>> START

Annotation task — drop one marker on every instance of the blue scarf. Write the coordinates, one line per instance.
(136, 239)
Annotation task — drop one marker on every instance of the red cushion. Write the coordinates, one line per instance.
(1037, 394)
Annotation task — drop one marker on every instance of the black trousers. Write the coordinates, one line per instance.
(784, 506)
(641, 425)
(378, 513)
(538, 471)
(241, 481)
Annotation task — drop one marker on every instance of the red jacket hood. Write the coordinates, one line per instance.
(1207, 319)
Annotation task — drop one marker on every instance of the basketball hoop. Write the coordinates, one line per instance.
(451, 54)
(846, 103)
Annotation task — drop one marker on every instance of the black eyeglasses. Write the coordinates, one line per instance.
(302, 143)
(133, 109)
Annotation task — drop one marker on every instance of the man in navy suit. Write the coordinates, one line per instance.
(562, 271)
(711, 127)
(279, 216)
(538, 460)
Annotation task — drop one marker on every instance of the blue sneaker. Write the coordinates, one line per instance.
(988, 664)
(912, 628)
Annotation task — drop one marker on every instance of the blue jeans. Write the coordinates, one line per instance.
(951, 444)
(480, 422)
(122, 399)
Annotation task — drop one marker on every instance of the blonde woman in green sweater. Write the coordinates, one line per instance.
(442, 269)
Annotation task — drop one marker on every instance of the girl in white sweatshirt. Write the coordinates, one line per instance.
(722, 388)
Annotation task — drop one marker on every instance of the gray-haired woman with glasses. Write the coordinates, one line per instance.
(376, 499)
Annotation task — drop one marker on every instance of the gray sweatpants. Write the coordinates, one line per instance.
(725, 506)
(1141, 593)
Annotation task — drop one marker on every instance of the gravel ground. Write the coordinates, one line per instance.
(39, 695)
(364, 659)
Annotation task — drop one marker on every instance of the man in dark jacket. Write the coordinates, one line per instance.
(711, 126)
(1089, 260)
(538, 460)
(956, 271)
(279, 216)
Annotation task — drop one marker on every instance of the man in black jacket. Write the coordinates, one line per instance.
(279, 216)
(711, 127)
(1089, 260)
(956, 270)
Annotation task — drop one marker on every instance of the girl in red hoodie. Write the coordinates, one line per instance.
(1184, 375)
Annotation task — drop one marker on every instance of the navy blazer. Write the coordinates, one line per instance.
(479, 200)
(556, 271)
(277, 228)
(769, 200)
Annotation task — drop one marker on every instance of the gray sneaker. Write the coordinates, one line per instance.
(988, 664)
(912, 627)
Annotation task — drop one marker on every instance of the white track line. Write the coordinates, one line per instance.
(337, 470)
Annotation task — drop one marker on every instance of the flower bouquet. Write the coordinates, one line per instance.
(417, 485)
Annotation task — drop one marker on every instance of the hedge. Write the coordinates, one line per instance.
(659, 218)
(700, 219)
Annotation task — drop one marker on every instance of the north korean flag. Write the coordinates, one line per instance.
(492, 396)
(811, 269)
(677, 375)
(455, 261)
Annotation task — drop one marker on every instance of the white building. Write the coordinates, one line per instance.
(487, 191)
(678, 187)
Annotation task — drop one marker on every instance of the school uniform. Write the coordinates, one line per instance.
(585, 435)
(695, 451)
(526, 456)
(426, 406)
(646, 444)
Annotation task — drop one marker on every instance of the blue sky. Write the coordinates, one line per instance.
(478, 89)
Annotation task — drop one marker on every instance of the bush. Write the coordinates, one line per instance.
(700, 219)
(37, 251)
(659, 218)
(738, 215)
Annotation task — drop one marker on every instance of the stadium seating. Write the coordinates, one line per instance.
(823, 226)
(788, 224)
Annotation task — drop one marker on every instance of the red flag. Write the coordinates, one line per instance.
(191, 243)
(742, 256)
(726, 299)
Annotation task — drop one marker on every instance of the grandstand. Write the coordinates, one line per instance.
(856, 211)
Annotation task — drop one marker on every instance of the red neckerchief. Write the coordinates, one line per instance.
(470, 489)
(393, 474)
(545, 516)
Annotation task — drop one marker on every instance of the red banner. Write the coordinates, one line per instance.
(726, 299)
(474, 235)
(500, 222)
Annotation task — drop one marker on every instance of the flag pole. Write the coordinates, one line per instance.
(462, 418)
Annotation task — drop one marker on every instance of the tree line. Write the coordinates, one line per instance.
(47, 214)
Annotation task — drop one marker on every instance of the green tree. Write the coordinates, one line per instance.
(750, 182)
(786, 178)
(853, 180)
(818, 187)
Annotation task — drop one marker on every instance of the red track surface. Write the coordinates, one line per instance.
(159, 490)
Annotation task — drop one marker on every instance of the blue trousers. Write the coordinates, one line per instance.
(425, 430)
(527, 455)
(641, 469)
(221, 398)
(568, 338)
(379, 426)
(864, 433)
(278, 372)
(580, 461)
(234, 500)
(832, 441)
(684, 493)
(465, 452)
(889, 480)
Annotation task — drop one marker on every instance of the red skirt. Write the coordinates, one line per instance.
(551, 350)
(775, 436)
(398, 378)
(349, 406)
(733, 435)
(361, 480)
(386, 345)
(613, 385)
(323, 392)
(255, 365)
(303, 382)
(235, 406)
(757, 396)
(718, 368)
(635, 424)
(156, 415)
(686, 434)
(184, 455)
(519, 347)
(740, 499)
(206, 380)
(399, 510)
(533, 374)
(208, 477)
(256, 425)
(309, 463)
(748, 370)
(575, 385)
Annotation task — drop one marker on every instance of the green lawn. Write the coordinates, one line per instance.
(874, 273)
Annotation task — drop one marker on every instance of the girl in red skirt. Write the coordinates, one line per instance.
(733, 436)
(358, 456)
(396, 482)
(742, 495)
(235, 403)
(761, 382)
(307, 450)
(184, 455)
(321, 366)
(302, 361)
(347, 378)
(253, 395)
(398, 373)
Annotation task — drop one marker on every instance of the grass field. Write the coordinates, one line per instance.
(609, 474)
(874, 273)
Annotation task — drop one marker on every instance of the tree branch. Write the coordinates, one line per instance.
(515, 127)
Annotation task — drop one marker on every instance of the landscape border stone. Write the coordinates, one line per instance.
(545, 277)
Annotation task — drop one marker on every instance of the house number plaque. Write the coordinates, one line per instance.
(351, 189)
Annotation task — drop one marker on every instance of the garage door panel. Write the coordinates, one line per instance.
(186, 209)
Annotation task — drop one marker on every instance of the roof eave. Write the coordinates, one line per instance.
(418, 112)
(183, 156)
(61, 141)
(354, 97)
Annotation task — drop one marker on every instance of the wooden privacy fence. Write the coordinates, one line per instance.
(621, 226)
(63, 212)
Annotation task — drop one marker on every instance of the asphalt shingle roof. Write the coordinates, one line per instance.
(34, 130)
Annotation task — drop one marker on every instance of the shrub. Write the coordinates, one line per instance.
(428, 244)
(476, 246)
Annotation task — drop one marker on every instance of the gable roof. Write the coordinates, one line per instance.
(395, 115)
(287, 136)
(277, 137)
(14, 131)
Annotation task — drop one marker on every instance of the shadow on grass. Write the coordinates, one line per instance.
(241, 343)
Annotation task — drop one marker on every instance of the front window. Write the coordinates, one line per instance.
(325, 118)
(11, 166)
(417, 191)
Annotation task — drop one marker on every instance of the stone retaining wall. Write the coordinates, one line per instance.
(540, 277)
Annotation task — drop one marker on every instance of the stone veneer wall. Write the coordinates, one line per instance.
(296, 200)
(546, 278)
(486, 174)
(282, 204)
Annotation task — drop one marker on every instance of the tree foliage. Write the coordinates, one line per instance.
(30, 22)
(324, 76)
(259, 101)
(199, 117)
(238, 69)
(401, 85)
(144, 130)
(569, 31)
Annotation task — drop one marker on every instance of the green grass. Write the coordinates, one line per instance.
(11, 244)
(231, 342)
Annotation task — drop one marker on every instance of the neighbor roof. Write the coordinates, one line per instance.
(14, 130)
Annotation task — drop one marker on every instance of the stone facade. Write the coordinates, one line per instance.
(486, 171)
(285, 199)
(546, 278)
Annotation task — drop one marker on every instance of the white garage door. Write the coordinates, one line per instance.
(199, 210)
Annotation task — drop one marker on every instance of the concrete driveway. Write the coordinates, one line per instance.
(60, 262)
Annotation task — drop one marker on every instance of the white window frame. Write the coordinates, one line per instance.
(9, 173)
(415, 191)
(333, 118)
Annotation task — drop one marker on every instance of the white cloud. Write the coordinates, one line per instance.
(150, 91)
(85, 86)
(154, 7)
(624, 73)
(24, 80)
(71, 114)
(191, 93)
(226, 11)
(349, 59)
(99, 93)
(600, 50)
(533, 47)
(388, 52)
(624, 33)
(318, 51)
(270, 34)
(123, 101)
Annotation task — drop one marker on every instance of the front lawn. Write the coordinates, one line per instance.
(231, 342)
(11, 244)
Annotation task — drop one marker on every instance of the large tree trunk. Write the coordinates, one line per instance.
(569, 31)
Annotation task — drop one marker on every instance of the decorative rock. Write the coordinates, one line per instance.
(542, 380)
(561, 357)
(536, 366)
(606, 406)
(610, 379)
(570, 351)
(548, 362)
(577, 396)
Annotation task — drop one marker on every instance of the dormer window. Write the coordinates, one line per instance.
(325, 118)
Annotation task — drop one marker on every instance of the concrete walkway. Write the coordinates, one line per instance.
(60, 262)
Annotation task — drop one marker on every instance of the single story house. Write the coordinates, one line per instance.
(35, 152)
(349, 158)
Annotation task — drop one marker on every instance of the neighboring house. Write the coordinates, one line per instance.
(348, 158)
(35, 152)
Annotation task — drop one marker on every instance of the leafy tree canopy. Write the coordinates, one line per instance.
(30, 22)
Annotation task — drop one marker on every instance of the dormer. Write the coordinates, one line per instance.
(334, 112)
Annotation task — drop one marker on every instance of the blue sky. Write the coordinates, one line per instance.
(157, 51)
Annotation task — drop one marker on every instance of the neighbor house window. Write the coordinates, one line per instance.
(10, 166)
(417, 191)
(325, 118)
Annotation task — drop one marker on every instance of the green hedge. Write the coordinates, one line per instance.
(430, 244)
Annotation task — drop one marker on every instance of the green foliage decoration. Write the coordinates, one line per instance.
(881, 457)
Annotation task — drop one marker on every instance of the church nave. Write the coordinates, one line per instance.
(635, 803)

>> END

▶ _YOUR OBJECTIVE_
Update the stretch from the line containing "dormer. Write the coordinates, one line per instance." through the final line by changing "marker" to "pin". Write out only those lines and leave everything else in them unchanged.

▶ _EXERCISE SOLUTION_
Annotation task — drop one pin on every instance of the dormer. Write the coordinates, one line per instance.
(334, 112)
Annotation task — drop one pin on every instance of the blue sky. Write the coordinates, one line per instance.
(157, 51)
Annotation task — drop one pin on every instance of the neighbor house window. Write the coordinates, one line per instance.
(10, 166)
(417, 191)
(325, 118)
Annotation task — drop one pin on every instance of the green hedge. Write the coordinates, one line per instance.
(430, 244)
Annotation task — drop one pin on every instance of the green foliage decoration. Write the coordinates, one line per instance.
(881, 457)
Annotation task — drop one pin on every instance of the church nave. Write the coordinates, one line per instance.
(635, 803)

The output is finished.